**TASK DESCRIPTION**:
Go through the entries below. Copy out every line that contains "helmet".

***** LISTED ENTRIES *****

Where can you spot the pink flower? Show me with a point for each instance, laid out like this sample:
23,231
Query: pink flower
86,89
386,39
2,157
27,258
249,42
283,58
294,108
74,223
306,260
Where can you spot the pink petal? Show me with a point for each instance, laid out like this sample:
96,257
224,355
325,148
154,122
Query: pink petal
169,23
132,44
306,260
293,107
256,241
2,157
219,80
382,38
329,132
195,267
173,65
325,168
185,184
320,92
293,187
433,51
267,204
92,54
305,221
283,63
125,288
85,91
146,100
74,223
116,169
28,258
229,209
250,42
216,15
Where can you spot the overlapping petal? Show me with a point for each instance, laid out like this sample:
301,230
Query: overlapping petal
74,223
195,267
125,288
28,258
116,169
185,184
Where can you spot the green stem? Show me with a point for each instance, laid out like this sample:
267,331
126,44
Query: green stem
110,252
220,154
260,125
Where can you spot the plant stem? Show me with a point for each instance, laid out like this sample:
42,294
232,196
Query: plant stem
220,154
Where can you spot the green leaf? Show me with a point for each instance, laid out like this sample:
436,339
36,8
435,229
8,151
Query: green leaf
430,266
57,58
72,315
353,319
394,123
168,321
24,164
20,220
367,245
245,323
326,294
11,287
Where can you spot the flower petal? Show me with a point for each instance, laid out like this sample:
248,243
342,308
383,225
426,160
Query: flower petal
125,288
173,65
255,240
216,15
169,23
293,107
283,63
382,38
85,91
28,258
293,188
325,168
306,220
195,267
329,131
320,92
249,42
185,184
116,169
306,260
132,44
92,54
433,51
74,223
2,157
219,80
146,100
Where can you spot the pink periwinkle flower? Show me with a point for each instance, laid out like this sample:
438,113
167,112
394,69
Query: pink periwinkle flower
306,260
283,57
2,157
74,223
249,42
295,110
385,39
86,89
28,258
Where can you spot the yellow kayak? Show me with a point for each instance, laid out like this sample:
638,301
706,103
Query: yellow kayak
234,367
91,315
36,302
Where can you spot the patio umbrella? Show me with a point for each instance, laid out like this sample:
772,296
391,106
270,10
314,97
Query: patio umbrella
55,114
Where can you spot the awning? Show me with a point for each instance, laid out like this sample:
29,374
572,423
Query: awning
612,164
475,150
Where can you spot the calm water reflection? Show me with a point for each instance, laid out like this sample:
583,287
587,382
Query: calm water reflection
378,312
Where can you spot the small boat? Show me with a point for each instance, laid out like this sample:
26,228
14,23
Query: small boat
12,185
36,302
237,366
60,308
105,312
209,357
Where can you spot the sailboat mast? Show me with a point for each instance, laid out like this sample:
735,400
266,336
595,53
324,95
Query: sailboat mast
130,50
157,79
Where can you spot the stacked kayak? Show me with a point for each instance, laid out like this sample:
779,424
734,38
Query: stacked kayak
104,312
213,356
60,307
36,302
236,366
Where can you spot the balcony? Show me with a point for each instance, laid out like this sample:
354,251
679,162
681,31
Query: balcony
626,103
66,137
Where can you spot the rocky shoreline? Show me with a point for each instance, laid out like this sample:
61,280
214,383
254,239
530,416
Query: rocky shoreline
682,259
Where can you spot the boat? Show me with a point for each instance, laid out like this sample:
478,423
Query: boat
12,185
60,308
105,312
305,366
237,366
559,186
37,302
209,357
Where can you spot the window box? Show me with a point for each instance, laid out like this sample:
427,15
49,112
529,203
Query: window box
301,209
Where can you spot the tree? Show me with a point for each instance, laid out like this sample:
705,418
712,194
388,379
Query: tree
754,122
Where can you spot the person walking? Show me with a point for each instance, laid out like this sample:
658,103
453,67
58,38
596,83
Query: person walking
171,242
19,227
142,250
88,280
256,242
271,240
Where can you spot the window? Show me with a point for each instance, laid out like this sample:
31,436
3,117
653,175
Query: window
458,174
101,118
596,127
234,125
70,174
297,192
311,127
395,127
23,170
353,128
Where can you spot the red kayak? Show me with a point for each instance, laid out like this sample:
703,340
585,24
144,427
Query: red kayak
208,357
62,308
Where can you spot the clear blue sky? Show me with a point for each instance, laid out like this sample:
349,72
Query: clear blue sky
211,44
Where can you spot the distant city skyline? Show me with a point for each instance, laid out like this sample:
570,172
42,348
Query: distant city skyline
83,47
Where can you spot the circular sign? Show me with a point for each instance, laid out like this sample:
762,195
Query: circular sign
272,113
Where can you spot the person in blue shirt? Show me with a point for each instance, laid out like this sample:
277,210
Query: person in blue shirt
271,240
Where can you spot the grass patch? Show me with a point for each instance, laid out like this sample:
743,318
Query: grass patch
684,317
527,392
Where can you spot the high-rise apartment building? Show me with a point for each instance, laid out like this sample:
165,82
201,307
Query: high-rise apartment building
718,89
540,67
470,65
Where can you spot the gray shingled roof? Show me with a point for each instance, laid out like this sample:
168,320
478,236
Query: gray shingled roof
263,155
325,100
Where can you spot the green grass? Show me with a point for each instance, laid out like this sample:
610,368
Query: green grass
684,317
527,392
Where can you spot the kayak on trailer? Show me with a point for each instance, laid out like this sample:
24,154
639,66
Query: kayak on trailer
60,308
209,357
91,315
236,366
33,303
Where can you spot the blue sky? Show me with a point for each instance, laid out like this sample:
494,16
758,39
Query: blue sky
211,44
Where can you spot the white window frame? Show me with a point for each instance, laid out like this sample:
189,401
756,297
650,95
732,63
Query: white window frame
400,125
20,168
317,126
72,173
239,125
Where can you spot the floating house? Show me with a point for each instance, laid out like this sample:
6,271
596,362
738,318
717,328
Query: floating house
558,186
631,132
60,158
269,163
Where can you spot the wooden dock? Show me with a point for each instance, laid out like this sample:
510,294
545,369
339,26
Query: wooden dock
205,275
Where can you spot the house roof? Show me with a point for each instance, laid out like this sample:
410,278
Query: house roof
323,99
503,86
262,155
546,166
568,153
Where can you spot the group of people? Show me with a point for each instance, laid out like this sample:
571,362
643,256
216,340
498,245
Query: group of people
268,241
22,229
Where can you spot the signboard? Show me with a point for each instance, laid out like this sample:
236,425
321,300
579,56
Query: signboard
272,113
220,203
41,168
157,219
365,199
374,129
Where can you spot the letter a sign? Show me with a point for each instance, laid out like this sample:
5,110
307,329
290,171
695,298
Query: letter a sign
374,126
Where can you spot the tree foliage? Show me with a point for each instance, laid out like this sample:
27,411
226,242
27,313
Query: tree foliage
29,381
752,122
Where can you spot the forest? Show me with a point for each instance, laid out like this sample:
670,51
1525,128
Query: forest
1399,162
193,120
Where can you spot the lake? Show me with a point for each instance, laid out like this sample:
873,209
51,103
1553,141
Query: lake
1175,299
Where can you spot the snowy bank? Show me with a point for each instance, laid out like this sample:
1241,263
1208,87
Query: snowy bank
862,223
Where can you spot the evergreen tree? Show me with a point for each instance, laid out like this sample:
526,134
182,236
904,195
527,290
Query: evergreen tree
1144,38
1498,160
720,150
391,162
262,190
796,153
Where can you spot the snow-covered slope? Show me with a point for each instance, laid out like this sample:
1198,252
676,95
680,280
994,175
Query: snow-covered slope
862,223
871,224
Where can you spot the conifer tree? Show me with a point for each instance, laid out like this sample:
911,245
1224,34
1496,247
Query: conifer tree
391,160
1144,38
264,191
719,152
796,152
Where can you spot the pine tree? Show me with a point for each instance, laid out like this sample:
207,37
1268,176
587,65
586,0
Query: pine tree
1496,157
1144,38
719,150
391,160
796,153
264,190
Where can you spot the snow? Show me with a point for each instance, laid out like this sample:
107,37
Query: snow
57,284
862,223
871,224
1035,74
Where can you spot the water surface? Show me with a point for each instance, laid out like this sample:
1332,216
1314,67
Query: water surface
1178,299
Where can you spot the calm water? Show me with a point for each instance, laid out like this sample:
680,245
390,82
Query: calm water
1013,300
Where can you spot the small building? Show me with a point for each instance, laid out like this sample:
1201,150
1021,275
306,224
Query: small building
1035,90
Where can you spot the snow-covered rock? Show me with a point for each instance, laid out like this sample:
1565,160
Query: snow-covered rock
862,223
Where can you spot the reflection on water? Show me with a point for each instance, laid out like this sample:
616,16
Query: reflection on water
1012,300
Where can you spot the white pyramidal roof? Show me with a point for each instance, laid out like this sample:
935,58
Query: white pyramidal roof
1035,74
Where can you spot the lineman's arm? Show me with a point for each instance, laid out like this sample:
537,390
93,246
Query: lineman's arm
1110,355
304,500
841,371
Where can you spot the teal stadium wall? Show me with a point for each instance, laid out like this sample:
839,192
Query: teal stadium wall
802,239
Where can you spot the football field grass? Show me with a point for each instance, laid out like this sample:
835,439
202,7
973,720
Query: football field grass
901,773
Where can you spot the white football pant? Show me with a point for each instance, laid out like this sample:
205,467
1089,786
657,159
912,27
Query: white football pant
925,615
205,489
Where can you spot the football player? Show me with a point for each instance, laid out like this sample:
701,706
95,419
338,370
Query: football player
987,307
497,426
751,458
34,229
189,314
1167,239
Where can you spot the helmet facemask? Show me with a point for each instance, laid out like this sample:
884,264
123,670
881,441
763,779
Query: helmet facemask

*****

**COMPLETED TASK**:
Where can you spot the helmet facemask? Show me with a point for each instance, laid out like this sample:
Query: helmet facemask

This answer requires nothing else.